▶ Written exercise
Copy the items below word for word, from their first line through the line containing "[(170, 84)]", including both of those lines.

▶ Material for the task
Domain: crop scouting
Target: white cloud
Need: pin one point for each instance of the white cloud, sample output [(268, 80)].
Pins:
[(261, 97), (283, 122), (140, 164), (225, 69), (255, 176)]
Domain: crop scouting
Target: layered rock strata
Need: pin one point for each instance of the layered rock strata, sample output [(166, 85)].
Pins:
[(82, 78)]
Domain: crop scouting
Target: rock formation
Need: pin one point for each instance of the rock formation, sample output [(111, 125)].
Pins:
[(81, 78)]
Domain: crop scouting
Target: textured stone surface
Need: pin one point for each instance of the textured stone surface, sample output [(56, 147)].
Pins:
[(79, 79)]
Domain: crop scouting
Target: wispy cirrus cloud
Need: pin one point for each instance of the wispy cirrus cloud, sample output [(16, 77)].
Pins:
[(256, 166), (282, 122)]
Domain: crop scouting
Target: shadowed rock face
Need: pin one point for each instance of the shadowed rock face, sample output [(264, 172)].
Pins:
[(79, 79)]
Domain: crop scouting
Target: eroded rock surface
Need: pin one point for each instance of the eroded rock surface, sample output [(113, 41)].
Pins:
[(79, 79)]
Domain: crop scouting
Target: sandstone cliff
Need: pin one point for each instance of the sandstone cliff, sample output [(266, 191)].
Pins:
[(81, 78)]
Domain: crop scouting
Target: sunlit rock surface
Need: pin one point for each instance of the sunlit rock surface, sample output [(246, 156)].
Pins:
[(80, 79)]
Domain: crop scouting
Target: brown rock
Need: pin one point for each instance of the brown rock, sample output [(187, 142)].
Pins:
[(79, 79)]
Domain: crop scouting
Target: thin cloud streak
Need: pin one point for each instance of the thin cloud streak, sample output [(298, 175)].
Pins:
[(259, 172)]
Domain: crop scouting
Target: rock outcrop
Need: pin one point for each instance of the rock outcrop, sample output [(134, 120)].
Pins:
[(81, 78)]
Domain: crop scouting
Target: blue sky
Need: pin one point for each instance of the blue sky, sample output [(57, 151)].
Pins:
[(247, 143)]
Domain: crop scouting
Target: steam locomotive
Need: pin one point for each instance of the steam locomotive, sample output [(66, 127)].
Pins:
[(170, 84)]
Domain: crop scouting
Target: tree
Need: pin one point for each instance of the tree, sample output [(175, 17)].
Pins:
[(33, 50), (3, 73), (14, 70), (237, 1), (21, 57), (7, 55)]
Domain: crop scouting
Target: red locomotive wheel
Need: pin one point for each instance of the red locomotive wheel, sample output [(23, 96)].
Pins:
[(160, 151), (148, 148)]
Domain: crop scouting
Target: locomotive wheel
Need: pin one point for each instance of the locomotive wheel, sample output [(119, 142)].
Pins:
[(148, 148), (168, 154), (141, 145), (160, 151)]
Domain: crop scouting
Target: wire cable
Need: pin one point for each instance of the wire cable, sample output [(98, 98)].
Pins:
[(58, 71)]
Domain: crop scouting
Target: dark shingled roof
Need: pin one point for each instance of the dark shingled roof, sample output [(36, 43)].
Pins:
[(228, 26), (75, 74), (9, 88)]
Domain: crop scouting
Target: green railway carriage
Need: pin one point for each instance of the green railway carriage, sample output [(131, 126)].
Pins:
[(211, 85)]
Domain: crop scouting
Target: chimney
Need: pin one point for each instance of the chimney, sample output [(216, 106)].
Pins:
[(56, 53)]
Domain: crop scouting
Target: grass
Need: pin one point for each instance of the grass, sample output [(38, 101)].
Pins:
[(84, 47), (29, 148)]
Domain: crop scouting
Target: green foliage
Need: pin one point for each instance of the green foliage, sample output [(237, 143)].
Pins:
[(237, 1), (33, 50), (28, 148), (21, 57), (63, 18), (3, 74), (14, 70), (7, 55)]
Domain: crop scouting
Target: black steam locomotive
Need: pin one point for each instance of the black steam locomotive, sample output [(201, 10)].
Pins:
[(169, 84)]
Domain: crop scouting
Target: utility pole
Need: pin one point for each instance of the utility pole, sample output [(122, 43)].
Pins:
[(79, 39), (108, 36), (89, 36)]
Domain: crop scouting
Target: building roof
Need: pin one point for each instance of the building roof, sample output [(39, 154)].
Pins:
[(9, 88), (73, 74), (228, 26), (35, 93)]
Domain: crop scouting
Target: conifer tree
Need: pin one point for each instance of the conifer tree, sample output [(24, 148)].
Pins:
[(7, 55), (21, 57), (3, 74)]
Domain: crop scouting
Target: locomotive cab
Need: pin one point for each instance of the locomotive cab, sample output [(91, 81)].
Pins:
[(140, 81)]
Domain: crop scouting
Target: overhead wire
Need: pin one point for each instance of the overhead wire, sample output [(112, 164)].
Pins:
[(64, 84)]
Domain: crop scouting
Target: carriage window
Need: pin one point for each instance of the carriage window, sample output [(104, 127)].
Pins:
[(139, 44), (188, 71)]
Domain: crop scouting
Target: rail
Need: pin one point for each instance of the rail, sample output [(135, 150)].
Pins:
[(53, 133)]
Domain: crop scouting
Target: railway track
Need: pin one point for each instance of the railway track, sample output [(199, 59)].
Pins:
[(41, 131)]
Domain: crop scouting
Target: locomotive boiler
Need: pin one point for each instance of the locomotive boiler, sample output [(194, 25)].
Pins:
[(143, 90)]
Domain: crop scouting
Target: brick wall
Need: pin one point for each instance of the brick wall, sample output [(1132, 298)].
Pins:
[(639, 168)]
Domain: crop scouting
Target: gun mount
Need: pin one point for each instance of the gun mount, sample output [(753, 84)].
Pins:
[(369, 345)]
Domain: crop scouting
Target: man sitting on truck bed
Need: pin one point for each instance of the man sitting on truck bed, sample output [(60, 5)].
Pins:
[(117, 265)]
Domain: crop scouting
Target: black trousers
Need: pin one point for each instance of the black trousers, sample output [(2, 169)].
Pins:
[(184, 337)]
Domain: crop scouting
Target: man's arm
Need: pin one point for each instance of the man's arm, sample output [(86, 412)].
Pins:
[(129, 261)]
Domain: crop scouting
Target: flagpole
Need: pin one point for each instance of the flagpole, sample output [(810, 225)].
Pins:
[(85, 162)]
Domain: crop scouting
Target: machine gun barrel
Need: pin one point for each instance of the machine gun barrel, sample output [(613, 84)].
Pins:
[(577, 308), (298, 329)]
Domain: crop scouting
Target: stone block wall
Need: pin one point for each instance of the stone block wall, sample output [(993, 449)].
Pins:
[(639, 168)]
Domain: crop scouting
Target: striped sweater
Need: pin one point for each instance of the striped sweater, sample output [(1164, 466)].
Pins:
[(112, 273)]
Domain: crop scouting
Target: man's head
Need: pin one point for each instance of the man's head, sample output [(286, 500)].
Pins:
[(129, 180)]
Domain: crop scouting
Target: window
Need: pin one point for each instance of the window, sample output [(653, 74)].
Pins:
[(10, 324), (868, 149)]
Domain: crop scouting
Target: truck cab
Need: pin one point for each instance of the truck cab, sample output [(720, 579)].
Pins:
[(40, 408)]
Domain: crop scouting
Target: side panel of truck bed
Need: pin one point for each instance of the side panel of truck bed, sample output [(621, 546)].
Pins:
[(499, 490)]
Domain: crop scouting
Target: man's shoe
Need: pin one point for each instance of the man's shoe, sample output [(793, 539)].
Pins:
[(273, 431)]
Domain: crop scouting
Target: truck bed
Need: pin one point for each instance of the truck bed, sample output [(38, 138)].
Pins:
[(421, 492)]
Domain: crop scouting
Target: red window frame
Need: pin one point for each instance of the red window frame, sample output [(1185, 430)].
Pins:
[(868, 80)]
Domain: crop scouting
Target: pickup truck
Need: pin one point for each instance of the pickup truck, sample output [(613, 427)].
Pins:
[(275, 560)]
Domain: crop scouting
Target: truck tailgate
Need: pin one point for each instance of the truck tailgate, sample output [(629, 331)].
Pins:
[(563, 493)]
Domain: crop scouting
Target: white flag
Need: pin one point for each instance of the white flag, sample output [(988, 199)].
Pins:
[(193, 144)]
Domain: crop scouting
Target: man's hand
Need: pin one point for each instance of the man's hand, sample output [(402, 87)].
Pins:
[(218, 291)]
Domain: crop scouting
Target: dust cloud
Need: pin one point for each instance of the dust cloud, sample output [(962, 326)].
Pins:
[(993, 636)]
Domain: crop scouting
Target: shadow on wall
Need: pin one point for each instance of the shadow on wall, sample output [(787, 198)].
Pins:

▶ Response to the exercise
Domain: crop scouting
Target: white cloud
Need: pin one point for each instance of the white cloud, sample output [(268, 80)].
Pins:
[(261, 97), (283, 122), (140, 164), (225, 69), (255, 176)]
Domain: crop scouting
Target: layered rock strata
Need: pin one point for each instance of the layered rock strata, sample output [(166, 85)].
Pins:
[(82, 78)]
Domain: crop scouting
Target: rock formation
Need: pin one point for each instance of the rock formation, sample output [(111, 125)].
Pins:
[(81, 78)]
Domain: crop scouting
Target: textured stone surface
Need: pin one point for each instance of the textured stone surface, sample output [(56, 147)].
Pins:
[(79, 79)]
Domain: crop scouting
Target: wispy cirrus cloud
Need: pin one point for each instance of the wispy cirrus cloud, sample output [(16, 77)].
Pins:
[(256, 166), (282, 122)]
Domain: crop scouting
Target: shadowed rock face
Need: pin one point for each instance of the shadowed rock face, sample output [(264, 172)].
Pins:
[(79, 79)]
Domain: crop scouting
Target: eroded rock surface
Need: pin one point for each instance of the eroded rock surface, sample output [(113, 41)].
Pins:
[(79, 79)]
Domain: crop scouting
Target: sandstone cliff
Need: pin one point for each instance of the sandstone cliff, sample output [(266, 191)].
Pins:
[(81, 78)]
Domain: crop scouting
Target: sunlit rock surface
Need: pin one point for each instance of the sunlit rock surface, sample output [(246, 156)].
Pins:
[(80, 79)]
Domain: crop scouting
Target: brown rock
Need: pin one point for each instance of the brown rock, sample output [(187, 142)].
Pins:
[(79, 79)]
Domain: crop scouting
Target: thin cloud streak
Need: pin one point for each instance of the thin cloud streak, sample output [(298, 175)].
Pins:
[(259, 172)]
Domain: crop scouting
Target: rock outcrop
Need: pin one point for each instance of the rock outcrop, sample output [(134, 120)].
Pins:
[(81, 78)]
Domain: crop scouting
Target: blue sky
Need: pin one point for each instance of the blue sky, sample output [(57, 151)].
Pins:
[(247, 143)]
Domain: crop scouting
Target: steam locomotive
Need: pin one point for each instance of the steam locomotive, sample output [(66, 127)].
Pins:
[(170, 84)]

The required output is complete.